━━ EXERCISE PASSAGE

An OSS clone of perplexity.ai / phind.com with convex! | Convex Community | Page 1

lunar spade Jan 30, 2024, 1:13 AM

#

Hello everyone 👋,

I used Convex as the backend during a hackathon held at AGI House last Saturday! It has been built with the following stack:

Utilizes Next.js 14.
Hosted by Vercel.
Backend and vector embedding-powered caching are on Convex.
Google Search is powered by serper.dev.

The demo can be found at https://bobtail.dev, and the code is available at https://github.com/wsxiaoys/bobtail.dev.

It should provide a comprehensive end-to-end overview of how an LLM + RAG system shall be built using Convex. Enjoy!

crisp stratus Jan 30, 2024, 1:24 AM

#

Hi @lunar spade welcome to the community and thanks for sharing!

fringe ether Jan 30, 2024, 8:35 AM

#

Wow this is really impressive. nice work @lunar spade. Would you want it considered for a template on convex.dev/templates ? We have a few AI rag chat examples but not a web-powered rag search engine, and you did a fantastic job with this one. Very clean code, especially given it was a hackathon.

One question - the cron to calculate embeddings for searches - why not do that in rag after doing updateContent ? At that point it won't be interfering with user perceived latency, and that way it'd be updated right away, instead of later on. Btw getSearchesWithoutQueryEmbeddings uses a filter which scans rows, so will fail after ~10k documents searches are in the table. You could use an index, but if you just write the embedding immediately I think this function can go away.

━━━━
━━ INFORMATION GIVEN

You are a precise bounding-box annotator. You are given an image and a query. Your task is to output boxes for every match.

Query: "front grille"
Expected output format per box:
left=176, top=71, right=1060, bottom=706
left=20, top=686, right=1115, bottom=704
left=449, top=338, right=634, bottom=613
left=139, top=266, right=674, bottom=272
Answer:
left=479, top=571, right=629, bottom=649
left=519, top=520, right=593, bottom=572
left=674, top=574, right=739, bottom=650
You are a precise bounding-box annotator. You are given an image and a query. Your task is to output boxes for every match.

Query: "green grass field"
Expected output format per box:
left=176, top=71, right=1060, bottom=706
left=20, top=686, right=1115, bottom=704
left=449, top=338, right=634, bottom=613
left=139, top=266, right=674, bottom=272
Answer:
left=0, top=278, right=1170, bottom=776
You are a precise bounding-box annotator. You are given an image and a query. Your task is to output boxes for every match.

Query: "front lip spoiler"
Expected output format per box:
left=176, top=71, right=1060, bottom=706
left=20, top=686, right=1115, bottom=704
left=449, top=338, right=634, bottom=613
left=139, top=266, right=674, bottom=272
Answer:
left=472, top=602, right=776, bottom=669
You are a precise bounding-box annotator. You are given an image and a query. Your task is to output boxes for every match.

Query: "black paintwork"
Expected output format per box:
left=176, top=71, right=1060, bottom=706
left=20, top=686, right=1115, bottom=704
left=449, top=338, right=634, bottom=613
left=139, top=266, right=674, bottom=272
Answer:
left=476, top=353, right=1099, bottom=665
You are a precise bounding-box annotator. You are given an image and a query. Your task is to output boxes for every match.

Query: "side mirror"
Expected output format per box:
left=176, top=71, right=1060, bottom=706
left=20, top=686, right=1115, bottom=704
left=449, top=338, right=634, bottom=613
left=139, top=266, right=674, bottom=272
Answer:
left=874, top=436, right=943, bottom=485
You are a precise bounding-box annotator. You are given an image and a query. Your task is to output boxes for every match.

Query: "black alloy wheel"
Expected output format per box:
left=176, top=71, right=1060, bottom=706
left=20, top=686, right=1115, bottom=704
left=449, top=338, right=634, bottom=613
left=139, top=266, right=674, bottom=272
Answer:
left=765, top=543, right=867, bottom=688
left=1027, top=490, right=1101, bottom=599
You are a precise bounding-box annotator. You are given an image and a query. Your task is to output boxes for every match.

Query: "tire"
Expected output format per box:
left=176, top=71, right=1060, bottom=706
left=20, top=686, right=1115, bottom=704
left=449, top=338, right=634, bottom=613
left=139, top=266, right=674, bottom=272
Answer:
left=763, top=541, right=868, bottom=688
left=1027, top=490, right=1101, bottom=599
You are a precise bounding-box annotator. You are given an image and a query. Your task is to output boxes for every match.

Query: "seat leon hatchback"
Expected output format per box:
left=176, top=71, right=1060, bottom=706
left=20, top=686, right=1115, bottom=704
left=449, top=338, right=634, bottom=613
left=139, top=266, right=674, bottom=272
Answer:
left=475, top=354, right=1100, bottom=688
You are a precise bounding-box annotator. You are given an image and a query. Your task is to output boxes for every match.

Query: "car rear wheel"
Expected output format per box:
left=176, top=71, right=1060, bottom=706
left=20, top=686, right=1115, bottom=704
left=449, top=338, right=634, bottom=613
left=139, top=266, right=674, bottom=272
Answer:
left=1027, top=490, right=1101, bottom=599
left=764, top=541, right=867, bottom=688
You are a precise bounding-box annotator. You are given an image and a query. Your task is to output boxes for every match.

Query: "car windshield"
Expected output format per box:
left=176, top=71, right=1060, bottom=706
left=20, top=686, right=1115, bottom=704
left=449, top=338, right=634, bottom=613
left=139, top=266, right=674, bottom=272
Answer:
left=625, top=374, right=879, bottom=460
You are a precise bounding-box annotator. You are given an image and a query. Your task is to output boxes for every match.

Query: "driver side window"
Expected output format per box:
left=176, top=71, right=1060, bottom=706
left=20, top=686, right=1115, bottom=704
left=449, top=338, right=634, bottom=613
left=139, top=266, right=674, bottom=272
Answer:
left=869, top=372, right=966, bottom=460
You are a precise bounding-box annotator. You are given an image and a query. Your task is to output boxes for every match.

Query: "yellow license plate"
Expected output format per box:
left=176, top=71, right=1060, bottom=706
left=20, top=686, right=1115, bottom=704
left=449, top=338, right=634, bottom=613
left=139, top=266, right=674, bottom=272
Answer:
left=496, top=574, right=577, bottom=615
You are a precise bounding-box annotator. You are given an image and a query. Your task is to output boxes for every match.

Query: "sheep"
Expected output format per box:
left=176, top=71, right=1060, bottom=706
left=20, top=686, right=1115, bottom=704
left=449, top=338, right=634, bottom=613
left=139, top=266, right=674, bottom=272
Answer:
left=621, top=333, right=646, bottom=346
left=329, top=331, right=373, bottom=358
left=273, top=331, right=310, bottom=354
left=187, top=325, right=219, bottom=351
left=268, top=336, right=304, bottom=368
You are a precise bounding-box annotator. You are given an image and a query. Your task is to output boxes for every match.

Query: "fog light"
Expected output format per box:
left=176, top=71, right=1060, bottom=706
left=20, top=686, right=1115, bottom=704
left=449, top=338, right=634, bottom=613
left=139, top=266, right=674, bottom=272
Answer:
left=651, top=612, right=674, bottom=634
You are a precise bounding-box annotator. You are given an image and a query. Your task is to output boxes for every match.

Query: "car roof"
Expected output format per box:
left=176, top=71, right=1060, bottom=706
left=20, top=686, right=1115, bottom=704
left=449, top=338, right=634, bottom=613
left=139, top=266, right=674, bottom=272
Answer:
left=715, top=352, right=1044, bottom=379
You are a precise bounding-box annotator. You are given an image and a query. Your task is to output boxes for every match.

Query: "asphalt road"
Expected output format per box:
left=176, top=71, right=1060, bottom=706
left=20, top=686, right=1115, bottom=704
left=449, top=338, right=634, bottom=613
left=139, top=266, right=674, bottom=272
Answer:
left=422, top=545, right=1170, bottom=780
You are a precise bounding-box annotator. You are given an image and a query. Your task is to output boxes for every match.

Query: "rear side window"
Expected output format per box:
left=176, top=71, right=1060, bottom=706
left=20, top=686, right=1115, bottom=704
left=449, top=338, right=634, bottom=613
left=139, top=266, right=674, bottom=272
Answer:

━━━━

WORK ORDER: Copy out the forum thread above word for word, starting with "I used Convex" and going on through "available at https://github.com/wsxiaoys/bobtail.dev.".

SOLUTION TO THIS PROBLEM:
I used Convex as the backend during a hackathon held at AGI House last Saturday! It has been built with the following stack:

Utilizes Next.js 14.
Hosted by Vercel.
Backend and vector embedding-powered caching are on Convex.
Google Search is powered by serper.dev.

The demo can be found at https://bobtail.dev, and the code is available at https://github.com/wsxiaoys/bobtail.dev.